═════ Text excerpt ═════

Systems thinking, according to the course respects complexity, realizing that understanding is often incomplete and that we don’t always know what is and is not included in an issue. Any view is partial and provisional and others likely have a different one. It means resisting the temptation to simplify issues by breaking them down. It also means there is more than one way of understanding the complexity of an issue.

According to the course, Systems thinking focuses on connections or relationships between things, events and ideas, giving them equal status. Fundamentally, it is about relationships and processes, it is a framework for understanding inter-relationships.

Patterns become important and the nature of the relationships between a given set of elements may be: 

  • Causal (A causes, leads to, or contributes to, B); 
  • Influential (X influences Y and Z); 
  • Temporal (P follows Q); or 
  • Relate to embeddedness (M is part of N) and there are others. 
According to the course, “Thinking systemically about these connections includes being open to recognising that the patterns of connection are more often web-like than linear chains of connection”.

I like that the course explicitly differentiates between causality and influences or what I see for the later as correlation. Relationships between things, events and ideas mean patterns of connection giving rise to larger wholes, and in certain cases, giving rise to emergence.

Some seem to wrongly assume that systems thinking only addresses well-understood problems, with one best answer to that problem and the path to finding that answer being linear. Others believe that systems thinking involves making changes to a system that will lead to the elimination of a problem identified within one of the system components.

Systems thinking does not attempt to model reality. One's mental image of the world is a model, a partial representation of reality based on partial knowledge of the external world. An important facet of systems thinking in practice is context.
Each individual's perspective on the world can take one of three vantage points : 
  1. Ignore the incompleteness of one’s viewpoints and representations. 
  2. Recognize that one’s viewpoint is limited and because it is only partial may be misleading. 
  3. Always carry an awareness that one will never know the world or fully the implications of the world’s unknowability. Therefore we must always be trying to account for our own role in perceptions of the world. 
These are all general concepts concerning systems thinking. The course begins constructing a specific understanding of systems thinking by starting with a simpler concept, accessible to being, if not fully understood at least recognizable, “messes” as defined by Russell L. Ackoff’. More on that in the next post. Russell L. Ackoff was the one who admonished us to Never improve a part of the system unless it also improves the whole. It was also Russell L. Ackoff who considered, Why Few Organizations Adopt Systems Thinking. There are two basic reasons according to Ackoff, one the fault of the organizations and one the fault of systems thinking or more precisely systems thinkers.

This was a typical organization, one in which the principal operating principle was "Cover your ass.” Application of this principle produced a management that tried to minimize its responsibility and accountability. The result was a paralyzed organization, one that almost never initiated change of any kind let alone innovation. It made changes only when a competitor made it necessary for it to do so.

═════

Jobs -
(a) Please copy the systems thinking text word for word, between "Some seem to" and "viewpoints and representations.", inclusive.
(b) According to the systems thinking text, who warned against improving a part of the system unless doing so also improves the whole?
(c) Extend the systems thinking text, picking up after its final sentence.

═════ Recorded information ═════

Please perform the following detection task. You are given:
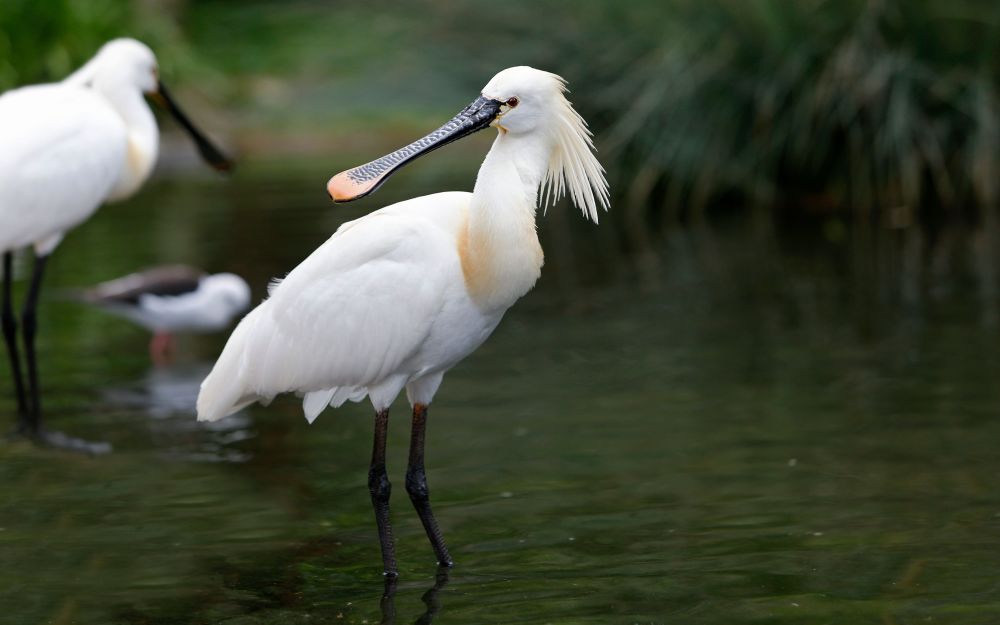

═════

Expected results -
(a)
Some seem to wrongly assume that systems thinking only addresses well-understood problems, with one best answer to that problem and the path to finding that answer being linear. Others believe that systems thinking involves making changes to a system that will lead to the elimination of a problem identified within one of the system components.

Systems thinking does not attempt to model reality. One's mental image of the world is a model, a partial representation of reality based on partial knowledge of the external world. An important facet of systems thinking in practice is context.
Each individual's perspective on the world can take one of three vantage points : 
  1. Ignore the incompleteness of one’s viewpoints and representations.

(b) Russell L. Ackoff

(c)
We are an introverted profession. We do most of our writing and speaking to each other. This is apparent on examination of the content of any of our journals or conferences. To be sure, some communication among ourselves is necessary, but it is not sufficient.


The course goes on to cite C.W. Churchman (1971), as one of the first people to write about what systems thinking might mean in practice, who said, ‘there are no experts in a systems approach’.

NCP has recognized that a systems thinking approach can take a significantly different path than one dictated by a command and control management approach. A systems thinking approach can call upon the stakeholders of the system in question to take from an investigation resulting from a preceding exploration, found points of leverage so as to craft a strategy which will address the current situation in a manner that is beneficial to the whole system by changing stakeholder and organizational behaviors and avoiding unintended consequences to the greatest extent possible.

NCP sees volunteering through civil society as important to a community because the political institutions and market institutions cannot be expected to be able or to be trusted to fulfill all the needs of the community, especially in addressing Wicked Problems. Our challenges are increasingly complex. Our responses to these challenges cannot be merely simplistic but need to be coherently complex which requires systems thinking.

For the course then at the heart of systems thinking: Essentially it is about using practical frameworks for engaging with multiple perspectives.


The first step in doing this, according to the course, is understanding the difference between dealing with difficulties and dealing with messes.

Monday, November 6, 2017

Some Complex Questions for ABCD about Carrying Capacity

In the accompanying NCP post, Cormac Russell’s post on Nurturing the Carrying Capacity of Communities is credited with being an inspiration and here a primary source for attempting to bridge ABCD with dynamic complexity. One premise for this is that communities of all types are dynamic complex systems, another is the concept of carrying capacity which refers to a system's resilience and receptivity before it begins to degrade or the equilibrium population or the number of members a system can support, particularly as it can be applied to communities. The previous post is from more of a complex dynamics perspective while this one will be based more on questions asked of Asset Based Community Development.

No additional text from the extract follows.